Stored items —
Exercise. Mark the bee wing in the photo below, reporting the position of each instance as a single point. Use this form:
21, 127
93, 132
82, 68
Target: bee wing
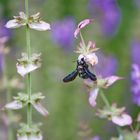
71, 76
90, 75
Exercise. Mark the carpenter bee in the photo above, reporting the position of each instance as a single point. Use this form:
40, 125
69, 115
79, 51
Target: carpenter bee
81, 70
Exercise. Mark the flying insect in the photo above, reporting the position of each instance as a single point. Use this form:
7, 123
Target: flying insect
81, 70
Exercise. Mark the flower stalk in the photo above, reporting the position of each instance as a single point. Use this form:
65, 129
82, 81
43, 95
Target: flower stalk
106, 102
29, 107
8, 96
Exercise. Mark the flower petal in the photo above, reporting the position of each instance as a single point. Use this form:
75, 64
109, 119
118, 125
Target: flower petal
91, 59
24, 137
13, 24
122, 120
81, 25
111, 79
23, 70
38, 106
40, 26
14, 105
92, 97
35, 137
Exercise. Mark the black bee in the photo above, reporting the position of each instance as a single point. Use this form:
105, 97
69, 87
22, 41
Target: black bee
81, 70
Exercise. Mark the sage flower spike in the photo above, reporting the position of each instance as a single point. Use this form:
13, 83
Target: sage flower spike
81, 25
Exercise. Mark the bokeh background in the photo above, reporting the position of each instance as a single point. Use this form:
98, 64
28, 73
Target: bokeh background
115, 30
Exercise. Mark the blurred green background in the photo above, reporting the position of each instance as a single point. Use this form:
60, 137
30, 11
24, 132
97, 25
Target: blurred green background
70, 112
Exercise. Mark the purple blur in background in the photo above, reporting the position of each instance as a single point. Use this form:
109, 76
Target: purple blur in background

What is being asked — Rewrite all of the records above, substituting "Locate" for every "Mark" and changing nothing else. Omit the pictures from your answer.

Answer to the task —
Exercise. Locate the bee wing in the photo below, reporting the position of each instance as a single point. Use this form:
21, 127
93, 132
82, 68
Target: bee wing
71, 76
90, 75
Exercise. Locate the carpenter bee in the photo above, reporting the position of each instance as a single point. Use this form:
40, 125
69, 115
79, 51
Target: carpenter bee
81, 70
Exercise. Locate the flying insect in the photo above, reporting the position of each instance as a single point. Use this form:
7, 123
Target: flying insect
81, 70
Exercise. Locate the flower stalk in the photo above, reporting the position of each instance as a single point. Use this form:
65, 129
82, 81
43, 95
Target: flower stalk
106, 102
29, 107
8, 96
Exercise. Locate the flower petal in the photo above, reporting the position of each instance as a single point. Use this form:
75, 64
109, 119
118, 125
Target: flower petal
91, 59
24, 137
13, 24
122, 120
81, 25
111, 79
23, 70
38, 106
40, 26
14, 105
92, 97
35, 137
Exercise. Locate the black bee in the photo above, reporting the position of each instance as a single point. Use this form:
105, 97
69, 87
22, 41
Target: black bee
81, 70
Exercise. Locate the sage flower spike in the photo above, reporting the position of each instance as a single point. Use this form:
13, 83
Target: sage flower spike
81, 25
Exercise. Locate the bokeh background in the photo above, reporting the position of each instance as a single point. Use this form:
98, 64
28, 73
Target: bokeh background
115, 30
Exercise. Locate the blurred green background in the photo above, reporting the position of each instance as a single point. Use this form:
60, 137
30, 11
24, 132
97, 25
Target: blurred green background
70, 112
Exercise. Locate the purple blur in background in the photo above, reporting the position of each instance as a single point. Use this form:
109, 76
Target: purple blur in background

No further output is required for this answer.